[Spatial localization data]
★ ★ ★ ★
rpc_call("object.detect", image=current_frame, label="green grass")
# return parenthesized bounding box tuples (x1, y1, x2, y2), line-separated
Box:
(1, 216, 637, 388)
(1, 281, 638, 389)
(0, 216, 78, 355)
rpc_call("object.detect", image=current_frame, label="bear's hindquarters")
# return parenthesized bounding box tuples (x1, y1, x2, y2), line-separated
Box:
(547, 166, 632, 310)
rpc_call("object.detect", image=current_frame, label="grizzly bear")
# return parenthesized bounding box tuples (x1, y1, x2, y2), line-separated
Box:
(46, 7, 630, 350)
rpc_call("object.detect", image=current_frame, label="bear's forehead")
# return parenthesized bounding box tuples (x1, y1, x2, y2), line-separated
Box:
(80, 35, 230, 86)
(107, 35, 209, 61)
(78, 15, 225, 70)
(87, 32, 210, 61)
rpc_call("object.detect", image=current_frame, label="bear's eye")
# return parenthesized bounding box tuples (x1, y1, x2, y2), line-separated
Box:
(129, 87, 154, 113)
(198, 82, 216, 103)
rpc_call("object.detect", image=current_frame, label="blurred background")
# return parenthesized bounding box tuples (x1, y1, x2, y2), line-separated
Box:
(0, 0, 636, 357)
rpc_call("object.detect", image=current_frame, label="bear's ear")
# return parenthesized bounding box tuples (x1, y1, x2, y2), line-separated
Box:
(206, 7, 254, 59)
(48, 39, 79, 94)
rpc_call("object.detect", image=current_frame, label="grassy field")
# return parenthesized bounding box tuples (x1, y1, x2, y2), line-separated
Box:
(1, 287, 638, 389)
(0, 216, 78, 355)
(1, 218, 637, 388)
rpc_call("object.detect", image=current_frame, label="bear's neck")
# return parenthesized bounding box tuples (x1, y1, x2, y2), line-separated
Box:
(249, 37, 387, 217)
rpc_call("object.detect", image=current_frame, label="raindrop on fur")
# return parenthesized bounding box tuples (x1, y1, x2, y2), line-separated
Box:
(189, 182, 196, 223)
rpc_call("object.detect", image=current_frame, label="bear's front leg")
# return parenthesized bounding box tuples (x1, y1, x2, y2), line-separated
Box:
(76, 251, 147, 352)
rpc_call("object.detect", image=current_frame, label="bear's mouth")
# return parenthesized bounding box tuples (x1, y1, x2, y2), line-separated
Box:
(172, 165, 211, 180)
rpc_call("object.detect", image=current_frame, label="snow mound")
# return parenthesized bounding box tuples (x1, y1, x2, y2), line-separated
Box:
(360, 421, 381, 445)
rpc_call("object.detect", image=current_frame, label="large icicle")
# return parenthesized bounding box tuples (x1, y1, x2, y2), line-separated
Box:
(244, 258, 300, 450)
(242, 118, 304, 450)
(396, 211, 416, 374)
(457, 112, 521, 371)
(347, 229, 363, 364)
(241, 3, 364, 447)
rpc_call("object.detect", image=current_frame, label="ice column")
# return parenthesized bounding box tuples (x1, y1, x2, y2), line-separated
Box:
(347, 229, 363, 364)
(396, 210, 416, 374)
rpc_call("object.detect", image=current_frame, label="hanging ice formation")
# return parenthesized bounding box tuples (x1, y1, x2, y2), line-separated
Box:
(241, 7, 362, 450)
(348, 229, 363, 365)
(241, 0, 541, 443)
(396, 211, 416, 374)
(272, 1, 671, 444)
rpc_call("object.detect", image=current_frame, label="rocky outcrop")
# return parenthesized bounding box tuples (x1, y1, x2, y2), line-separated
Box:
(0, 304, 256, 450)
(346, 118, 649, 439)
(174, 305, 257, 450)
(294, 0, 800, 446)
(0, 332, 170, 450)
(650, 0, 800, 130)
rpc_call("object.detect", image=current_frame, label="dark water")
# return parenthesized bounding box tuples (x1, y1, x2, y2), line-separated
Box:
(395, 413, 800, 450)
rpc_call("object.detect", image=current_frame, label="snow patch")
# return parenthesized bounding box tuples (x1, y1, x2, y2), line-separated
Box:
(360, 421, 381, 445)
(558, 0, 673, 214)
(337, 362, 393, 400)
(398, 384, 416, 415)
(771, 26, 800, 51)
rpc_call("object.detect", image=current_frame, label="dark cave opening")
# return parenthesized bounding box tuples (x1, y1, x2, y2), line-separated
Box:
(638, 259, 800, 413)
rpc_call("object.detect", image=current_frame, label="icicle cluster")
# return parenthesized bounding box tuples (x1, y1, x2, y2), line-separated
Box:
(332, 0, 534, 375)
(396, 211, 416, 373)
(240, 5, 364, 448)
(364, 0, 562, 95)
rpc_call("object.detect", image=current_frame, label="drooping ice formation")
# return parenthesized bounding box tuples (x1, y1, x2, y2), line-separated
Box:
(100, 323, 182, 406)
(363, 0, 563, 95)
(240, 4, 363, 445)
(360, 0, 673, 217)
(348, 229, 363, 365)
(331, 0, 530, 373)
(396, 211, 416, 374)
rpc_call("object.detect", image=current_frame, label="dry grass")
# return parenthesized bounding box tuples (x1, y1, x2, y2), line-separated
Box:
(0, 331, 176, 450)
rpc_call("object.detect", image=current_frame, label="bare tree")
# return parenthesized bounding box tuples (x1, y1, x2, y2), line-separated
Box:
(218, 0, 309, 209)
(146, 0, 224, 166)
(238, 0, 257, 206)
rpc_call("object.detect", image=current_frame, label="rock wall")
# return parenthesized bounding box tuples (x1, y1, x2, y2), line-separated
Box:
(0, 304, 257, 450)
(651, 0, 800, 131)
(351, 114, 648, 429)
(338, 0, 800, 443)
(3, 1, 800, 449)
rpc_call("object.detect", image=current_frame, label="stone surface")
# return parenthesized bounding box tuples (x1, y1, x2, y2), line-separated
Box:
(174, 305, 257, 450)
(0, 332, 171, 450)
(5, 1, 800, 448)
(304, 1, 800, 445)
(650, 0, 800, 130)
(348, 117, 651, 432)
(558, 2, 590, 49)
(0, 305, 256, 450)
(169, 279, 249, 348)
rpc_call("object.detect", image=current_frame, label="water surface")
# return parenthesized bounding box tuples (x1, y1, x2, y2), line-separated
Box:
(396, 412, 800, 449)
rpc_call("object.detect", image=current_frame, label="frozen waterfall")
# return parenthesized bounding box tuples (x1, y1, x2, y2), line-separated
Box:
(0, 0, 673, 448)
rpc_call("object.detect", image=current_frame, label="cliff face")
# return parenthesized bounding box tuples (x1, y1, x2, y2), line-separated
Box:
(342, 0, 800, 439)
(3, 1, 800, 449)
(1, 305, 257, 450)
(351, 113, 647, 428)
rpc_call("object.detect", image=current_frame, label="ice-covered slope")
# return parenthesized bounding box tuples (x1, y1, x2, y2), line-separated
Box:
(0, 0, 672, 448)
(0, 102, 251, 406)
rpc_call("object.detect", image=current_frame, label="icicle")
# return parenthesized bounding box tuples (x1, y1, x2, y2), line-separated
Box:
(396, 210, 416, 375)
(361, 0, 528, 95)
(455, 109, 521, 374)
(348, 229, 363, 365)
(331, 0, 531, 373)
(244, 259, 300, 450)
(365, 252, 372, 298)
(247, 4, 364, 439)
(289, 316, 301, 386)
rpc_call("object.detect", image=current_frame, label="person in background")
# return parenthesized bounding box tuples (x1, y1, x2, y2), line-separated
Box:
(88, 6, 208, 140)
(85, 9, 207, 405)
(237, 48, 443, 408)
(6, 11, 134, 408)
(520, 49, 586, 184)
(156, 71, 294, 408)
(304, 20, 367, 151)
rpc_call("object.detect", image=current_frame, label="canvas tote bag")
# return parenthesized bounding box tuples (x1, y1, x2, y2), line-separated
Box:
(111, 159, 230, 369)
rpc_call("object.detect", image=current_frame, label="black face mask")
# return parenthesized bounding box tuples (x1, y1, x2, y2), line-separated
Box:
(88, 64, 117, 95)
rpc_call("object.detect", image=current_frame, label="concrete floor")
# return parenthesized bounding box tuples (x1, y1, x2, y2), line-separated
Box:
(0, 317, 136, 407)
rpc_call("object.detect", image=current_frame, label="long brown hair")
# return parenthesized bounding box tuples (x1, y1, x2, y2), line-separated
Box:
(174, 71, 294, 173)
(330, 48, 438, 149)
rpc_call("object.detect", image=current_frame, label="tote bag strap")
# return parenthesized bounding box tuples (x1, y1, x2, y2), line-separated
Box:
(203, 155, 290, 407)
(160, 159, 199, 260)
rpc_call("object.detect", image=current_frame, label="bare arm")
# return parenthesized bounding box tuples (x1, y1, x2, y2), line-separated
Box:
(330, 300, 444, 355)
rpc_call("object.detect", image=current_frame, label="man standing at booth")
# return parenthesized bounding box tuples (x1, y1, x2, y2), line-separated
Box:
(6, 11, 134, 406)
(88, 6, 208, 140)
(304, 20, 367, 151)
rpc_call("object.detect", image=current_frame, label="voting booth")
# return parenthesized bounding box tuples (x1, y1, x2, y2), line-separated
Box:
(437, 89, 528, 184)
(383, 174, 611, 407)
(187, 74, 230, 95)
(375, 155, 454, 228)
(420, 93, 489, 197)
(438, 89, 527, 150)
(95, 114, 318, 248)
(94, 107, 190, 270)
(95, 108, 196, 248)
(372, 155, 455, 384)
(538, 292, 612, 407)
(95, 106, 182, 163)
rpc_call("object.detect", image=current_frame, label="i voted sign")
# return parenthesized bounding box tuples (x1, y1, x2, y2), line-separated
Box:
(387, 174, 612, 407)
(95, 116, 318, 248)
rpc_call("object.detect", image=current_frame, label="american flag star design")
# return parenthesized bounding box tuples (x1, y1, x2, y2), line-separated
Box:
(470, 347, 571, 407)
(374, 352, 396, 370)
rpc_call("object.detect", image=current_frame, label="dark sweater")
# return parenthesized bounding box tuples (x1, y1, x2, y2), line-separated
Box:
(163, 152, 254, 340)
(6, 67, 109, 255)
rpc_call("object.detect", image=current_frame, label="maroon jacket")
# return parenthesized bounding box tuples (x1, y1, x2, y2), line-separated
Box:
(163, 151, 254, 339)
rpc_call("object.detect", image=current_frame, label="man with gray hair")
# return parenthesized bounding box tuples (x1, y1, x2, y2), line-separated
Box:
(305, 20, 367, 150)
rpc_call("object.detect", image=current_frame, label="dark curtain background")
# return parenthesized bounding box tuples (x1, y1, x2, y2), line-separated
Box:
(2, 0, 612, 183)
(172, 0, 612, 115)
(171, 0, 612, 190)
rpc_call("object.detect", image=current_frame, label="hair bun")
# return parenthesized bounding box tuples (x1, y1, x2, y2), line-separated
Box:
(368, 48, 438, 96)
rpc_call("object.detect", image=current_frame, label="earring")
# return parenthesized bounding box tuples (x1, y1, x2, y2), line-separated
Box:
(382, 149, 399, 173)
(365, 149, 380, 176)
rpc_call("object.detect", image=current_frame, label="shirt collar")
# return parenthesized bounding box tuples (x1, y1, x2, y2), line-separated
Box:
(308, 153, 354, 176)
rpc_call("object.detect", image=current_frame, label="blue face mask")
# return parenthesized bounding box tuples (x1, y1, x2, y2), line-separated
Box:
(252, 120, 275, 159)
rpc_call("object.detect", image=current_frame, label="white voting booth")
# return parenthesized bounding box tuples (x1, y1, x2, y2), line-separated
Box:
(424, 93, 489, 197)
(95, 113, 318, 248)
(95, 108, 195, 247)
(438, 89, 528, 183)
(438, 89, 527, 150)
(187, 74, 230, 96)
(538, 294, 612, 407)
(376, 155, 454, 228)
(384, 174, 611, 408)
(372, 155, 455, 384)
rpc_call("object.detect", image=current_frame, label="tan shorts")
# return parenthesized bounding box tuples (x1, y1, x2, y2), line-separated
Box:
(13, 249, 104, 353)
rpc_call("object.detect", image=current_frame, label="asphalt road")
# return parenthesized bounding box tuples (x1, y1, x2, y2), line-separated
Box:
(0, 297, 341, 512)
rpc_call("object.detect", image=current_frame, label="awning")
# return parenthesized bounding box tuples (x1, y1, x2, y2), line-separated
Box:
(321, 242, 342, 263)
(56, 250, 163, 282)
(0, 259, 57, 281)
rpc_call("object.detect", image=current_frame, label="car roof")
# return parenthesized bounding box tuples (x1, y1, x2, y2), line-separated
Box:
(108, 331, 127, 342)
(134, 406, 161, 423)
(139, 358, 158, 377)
★ ★ ★ ★
Required work
Look through the data above. Copy every line with the string "snow" in it.

Result of this task
rpc_call("object.detect", image=current_frame, label="snow mound")
rpc_call("object.detect", image=current_frame, label="snow patch")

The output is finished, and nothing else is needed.